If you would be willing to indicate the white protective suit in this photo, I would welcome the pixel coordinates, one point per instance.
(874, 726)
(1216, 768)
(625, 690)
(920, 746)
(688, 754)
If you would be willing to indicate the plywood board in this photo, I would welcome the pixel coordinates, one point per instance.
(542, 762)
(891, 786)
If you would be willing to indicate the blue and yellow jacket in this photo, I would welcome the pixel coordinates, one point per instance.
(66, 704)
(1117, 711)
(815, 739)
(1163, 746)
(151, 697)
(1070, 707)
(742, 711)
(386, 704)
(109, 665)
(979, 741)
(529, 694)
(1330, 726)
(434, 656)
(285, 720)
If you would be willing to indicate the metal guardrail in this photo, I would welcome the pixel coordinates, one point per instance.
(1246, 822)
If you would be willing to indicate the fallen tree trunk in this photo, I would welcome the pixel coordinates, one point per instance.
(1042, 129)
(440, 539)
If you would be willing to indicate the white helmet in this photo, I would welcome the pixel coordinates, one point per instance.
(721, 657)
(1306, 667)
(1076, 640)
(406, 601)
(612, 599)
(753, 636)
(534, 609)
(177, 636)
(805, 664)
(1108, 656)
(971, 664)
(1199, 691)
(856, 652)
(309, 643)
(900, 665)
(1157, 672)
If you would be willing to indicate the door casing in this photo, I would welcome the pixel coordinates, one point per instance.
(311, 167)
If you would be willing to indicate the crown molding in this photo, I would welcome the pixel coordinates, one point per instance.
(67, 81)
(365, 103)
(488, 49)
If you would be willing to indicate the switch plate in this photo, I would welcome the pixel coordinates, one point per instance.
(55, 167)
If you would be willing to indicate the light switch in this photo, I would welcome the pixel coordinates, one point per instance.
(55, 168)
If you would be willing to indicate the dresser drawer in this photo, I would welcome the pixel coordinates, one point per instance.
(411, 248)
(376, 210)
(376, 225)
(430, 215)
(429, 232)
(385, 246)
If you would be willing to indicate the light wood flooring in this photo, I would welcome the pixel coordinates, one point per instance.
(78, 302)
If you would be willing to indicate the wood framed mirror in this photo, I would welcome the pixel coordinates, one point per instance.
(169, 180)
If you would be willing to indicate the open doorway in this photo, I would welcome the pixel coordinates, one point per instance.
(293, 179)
========================================
== 문제 ==
"If you would be willing to indicate the blue"이 포함된 줄부터 데이터 마지막 줄까지(양 끝 포함) 빈 줄을 빼고 Markdown 표로 변환하세요. 열 이름은 "번호"와 "데이터 줄"로 하고, 각 줄에 순서대로 번호를 매기세요.

== 완료된 작업 ==
| 번호 | 데이터 줄 |
|---|---|
| 1 | If you would be willing to indicate the blue and yellow jacket in this photo, I would welcome the pixel coordinates, one point per instance. |
| 2 | (66, 704) |
| 3 | (1117, 711) |
| 4 | (815, 739) |
| 5 | (1163, 746) |
| 6 | (151, 697) |
| 7 | (1070, 707) |
| 8 | (742, 711) |
| 9 | (386, 704) |
| 10 | (109, 665) |
| 11 | (979, 741) |
| 12 | (529, 694) |
| 13 | (1330, 726) |
| 14 | (434, 656) |
| 15 | (285, 720) |
| 16 | If you would be willing to indicate the metal guardrail in this photo, I would welcome the pixel coordinates, one point per instance. |
| 17 | (1246, 822) |
| 18 | If you would be willing to indicate the fallen tree trunk in this photo, I would welcome the pixel coordinates, one point per instance. |
| 19 | (1042, 129) |
| 20 | (440, 539) |
| 21 | If you would be willing to indicate the white helmet in this photo, I would welcome the pixel coordinates, one point per instance. |
| 22 | (721, 657) |
| 23 | (1306, 667) |
| 24 | (1076, 640) |
| 25 | (406, 601) |
| 26 | (612, 599) |
| 27 | (753, 636) |
| 28 | (534, 609) |
| 29 | (177, 636) |
| 30 | (805, 664) |
| 31 | (1108, 656) |
| 32 | (971, 664) |
| 33 | (1199, 691) |
| 34 | (856, 652) |
| 35 | (309, 643) |
| 36 | (900, 665) |
| 37 | (1157, 672) |
| 38 | If you would be willing to indicate the door casing in this photo, I would welcome the pixel coordinates, one point per instance. |
| 39 | (311, 167) |
| 40 | If you would be willing to indicate the crown molding in this photo, I would welcome the pixel coordinates, one point per instance. |
| 41 | (67, 81) |
| 42 | (365, 103) |
| 43 | (488, 49) |
| 44 | If you would be willing to indicate the switch plate in this photo, I would welcome the pixel coordinates, one point per instance. |
| 45 | (55, 167) |
| 46 | If you would be willing to indicate the light switch in this photo, I would welcome the pixel coordinates, one point per instance. |
| 47 | (55, 168) |
| 48 | If you would be willing to indicate the dresser drawer in this photo, I would welcome the pixel coordinates, one point per instance. |
| 49 | (411, 248) |
| 50 | (376, 210) |
| 51 | (376, 225) |
| 52 | (430, 215) |
| 53 | (429, 232) |
| 54 | (385, 246) |
| 55 | If you would be willing to indicate the light wood flooring in this photo, I would welcome the pixel coordinates, one point per instance. |
| 56 | (78, 302) |
| 57 | If you would be willing to indicate the wood framed mirror in this photo, I would welcome the pixel coordinates, one point per instance. |
| 58 | (169, 180) |
| 59 | If you would be willing to indicate the open doorway in this photo, I would welcome the pixel coordinates, one point per instance. |
| 60 | (293, 179) |